_Excerpt_.
============================================================
So he's saying these wonderful encouraging things, and you're just, like, whatever.
All I knew about was that HIV meant death. HIV meant death. By the grace of God, I drove myself home. And my son said it took me about six months [to disclose to him[ but he was actually the first person I saw when I got home from the doctor. So he was actually the first person that I actually told.
I walked in the door and he was laying on the couch and he said he saw it in my face. He knew something was wrong. I don't remember crying for about maybe six months. Because I still was in shock. You know, I listened to his story. Because I never really -- we never really talked about it for a long time. So in his mind it probably was six months. But he was the very first person when I walked in that house. He was lying on the couch and I told him I was just told -- what I had just been told. He hugged me, and we hugged each other.
I called my pastor and I called my boss. Because at the time I didn't know I didn't have to do that. But you know, I didn't know how this was going to affect me.
Because, you know, some people who have cancer do call their pastor or tell their boss. You're not always thinking something bad might come from that.
I'm not thinking. I don't know what's going to happen. So I'm trying to get my ducks in a row; you know, trying to figure out what's the next move. So I called my pastor. I was going to call my mom, but I didn't want to at this time.
============================================================
Natural-language object grounding data
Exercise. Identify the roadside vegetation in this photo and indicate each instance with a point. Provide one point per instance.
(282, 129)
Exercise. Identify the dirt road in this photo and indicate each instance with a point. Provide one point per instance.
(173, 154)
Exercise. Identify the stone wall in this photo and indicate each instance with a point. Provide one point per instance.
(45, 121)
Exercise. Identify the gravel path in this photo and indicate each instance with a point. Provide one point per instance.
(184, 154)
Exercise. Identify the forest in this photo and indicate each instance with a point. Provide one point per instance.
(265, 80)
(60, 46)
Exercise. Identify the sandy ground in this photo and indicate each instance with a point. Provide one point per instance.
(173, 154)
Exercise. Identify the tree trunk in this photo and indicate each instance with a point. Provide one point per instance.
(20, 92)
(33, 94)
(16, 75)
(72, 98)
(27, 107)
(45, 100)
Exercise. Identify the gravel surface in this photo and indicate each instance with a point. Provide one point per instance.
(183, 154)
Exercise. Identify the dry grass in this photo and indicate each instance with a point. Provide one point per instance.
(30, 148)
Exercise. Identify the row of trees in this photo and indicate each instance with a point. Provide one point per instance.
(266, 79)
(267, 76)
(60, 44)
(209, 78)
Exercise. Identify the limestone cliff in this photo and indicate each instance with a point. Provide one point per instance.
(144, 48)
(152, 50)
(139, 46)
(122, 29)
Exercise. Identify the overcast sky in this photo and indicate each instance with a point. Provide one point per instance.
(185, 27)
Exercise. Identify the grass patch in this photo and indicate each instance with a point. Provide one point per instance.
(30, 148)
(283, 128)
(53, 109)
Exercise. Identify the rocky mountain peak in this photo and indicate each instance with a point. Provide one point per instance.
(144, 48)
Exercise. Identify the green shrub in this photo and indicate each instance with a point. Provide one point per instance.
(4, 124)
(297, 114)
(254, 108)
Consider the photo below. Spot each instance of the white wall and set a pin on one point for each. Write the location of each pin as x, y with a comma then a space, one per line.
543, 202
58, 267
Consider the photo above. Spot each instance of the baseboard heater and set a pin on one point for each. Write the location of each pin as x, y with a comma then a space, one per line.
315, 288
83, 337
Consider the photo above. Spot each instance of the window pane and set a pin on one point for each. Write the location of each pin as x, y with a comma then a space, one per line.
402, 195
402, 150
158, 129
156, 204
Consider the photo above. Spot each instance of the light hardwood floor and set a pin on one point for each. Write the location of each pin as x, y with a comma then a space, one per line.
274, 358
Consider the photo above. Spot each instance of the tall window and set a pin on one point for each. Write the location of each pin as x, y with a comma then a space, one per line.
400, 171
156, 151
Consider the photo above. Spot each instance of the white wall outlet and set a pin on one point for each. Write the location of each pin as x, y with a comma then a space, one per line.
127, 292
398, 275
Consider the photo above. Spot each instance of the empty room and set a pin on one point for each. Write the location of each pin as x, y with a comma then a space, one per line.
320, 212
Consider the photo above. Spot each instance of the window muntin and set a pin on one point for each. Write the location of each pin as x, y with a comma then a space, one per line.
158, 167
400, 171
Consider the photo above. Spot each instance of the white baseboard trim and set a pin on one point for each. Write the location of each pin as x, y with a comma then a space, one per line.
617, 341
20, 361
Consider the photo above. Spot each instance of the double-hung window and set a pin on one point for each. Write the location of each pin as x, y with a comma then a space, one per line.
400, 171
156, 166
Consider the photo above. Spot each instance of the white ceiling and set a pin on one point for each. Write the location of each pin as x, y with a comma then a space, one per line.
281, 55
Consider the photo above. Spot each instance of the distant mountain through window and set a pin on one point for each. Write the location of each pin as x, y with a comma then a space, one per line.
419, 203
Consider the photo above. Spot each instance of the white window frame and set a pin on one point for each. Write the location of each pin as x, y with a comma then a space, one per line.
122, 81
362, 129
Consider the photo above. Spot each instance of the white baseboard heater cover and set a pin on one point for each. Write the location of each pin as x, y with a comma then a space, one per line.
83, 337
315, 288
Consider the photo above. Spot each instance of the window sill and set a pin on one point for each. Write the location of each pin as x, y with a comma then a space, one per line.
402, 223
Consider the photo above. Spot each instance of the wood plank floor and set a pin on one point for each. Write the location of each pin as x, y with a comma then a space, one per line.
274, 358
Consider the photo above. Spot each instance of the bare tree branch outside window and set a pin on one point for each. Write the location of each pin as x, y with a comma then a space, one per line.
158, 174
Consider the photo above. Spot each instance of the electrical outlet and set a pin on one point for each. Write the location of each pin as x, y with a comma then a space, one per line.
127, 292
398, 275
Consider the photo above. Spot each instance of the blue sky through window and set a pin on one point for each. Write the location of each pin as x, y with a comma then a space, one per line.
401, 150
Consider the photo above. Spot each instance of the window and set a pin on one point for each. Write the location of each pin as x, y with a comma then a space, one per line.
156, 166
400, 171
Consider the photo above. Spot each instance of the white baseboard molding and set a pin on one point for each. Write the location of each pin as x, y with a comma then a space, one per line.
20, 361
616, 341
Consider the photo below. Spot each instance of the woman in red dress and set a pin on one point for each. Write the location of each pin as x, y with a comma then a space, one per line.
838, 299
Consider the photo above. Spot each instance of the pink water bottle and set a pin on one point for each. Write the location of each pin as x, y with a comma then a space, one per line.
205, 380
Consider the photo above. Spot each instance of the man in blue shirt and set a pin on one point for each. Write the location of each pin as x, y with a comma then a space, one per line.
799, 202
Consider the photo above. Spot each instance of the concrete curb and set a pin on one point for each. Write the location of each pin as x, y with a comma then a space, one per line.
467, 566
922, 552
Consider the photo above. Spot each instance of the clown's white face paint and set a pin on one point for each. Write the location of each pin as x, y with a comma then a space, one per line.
============================================================
_Work task_. From the account of an HIV diagnosis, list every person the speaker says they told or called.

_Response below_.
- The speaker's son
- The speaker's pastor
- The speaker's boss